**Apply what you read**
1) According to the Medicare fraud text, why were bribes and kickbacks paid to physicians, hospitals, and practices?
2) From the Medicare fraud text, copy the passage from "More Medicare Fraud" up to and including "in South Florida.".
3) Render this sentence from the Medicare fraud text in Spanish: "These three recruited a team of corrupt physicians, hospitals, and private practices in South Florida."

**Text section**
▼▼▼

More Medicare Fraud Examples
In April 2019, Federal officials charged Philip Esformes with paying and receiving kickbacks and bribes in the most significant Medicare fraud case in U.S. history. The most prominent fraud case brought to the Department of Justice occurred between 2007 and 2016. Philip Esformes, 48, owner of more than 20 assisted living facilities and skilled nursing homes, was the ring leader.
Fraud Is A Team Sport
Former Director of the Outreach Program at Larkin Hospital in South Miami, Odette Barcha, 50, was Esformes’ accomplice along with Arnaldo Carmouze, 57, a physician assistant in the Palmetto Bay Area. These three recruited a team of corrupt physicians, hospitals, and private practices in South Florida.
The scheme worked as follows: bribes and kickbacks were paid to physicians, hospitals, and practices to refer patients to the facilities owned and controlled by Esformes. The assisted living and skilled nursing facilities would admit the patients and bill Medicare and Medicaid for unnecessary, fabricated, and sometimes harmful procedures.

▲▲▲

[Natural-language object grounding data]

▼▼▼

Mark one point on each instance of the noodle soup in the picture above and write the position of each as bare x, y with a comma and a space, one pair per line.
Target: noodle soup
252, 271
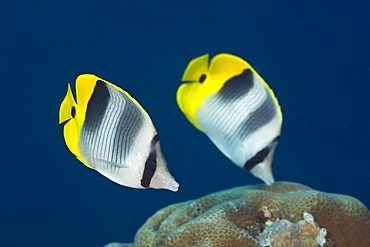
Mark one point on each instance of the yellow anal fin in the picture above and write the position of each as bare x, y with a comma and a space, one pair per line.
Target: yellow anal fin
65, 110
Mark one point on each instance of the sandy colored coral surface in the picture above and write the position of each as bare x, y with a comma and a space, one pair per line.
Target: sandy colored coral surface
258, 215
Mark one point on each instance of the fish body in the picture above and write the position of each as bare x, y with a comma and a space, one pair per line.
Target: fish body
109, 131
231, 103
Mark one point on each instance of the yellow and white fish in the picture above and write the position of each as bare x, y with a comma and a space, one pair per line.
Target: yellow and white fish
109, 131
235, 108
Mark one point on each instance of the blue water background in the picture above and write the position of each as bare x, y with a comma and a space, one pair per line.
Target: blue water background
314, 54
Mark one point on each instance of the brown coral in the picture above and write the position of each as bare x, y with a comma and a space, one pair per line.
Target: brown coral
238, 217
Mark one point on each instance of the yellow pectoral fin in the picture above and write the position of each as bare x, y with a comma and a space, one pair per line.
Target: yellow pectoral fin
65, 110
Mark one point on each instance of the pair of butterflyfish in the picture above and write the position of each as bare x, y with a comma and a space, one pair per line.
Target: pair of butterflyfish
109, 131
231, 103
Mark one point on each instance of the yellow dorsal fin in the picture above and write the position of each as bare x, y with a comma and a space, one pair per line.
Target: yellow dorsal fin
65, 110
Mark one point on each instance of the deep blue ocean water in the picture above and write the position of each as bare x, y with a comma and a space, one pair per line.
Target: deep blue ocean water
315, 55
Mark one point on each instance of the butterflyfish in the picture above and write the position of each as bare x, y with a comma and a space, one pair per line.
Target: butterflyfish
231, 103
110, 132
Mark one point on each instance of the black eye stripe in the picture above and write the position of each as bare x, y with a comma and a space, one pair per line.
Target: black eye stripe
202, 78
73, 111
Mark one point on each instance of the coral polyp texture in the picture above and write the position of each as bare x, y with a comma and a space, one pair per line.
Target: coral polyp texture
284, 214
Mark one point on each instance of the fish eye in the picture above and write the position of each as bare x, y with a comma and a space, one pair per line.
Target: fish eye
202, 78
73, 111
151, 165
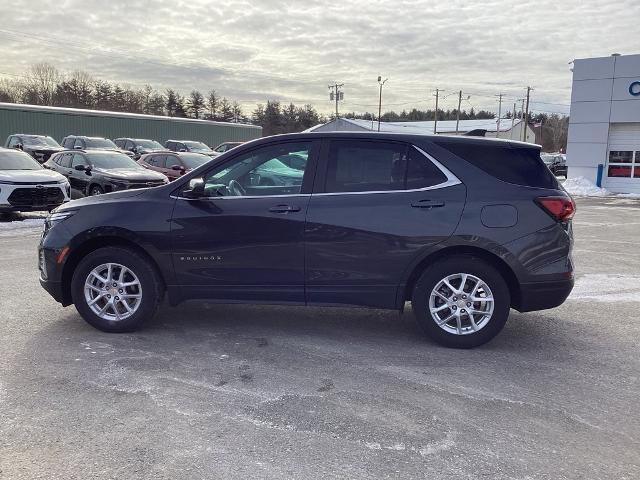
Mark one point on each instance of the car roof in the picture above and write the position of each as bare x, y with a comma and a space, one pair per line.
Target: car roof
404, 137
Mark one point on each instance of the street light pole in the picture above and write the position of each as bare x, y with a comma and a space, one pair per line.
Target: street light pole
381, 83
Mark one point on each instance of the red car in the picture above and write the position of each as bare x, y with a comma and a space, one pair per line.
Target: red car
173, 164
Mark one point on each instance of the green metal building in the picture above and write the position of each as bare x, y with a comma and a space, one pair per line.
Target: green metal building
59, 122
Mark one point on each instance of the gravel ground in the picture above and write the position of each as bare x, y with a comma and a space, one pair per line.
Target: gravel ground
214, 391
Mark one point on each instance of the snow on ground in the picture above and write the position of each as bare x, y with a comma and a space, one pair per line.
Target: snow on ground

▲▲▲

**Responses to the tasks**
1) They were paid so that those physicians, hospitals, and practices would refer patients to the facilities owned and controlled by Esformes. The assisted living and skilled nursing facilities then admitted the patients and billed Medicare and Medicaid for unnecessary, fabricated, and sometimes harmful procedures.

2)
More Medicare Fraud Examples
In April 2019, Federal officials charged Philip Esformes with paying and receiving kickbacks and bribes in the most significant Medicare fraud case in U.S. history. The most prominent fraud case brought to the Department of Justice occurred between 2007 and 2016. Philip Esformes, 48, owner of more than 20 assisted living facilities and skilled nursing homes, was the ring leader.
Fraud Is A Team Sport
Former Director of the Outreach Program at Larkin Hospital in South Miami, Odette Barcha, 50, was Esformes’ accomplice along with Arnaldo Carmouze, 57, a physician assistant in the Palmetto Bay Area. These three recruited a team of corrupt physicians, hospitals, and private practices in South Florida.

3) Estos tres reclutaron a un equipo de médicos, hospitales y consultorios privados corruptos en el sur de Florida.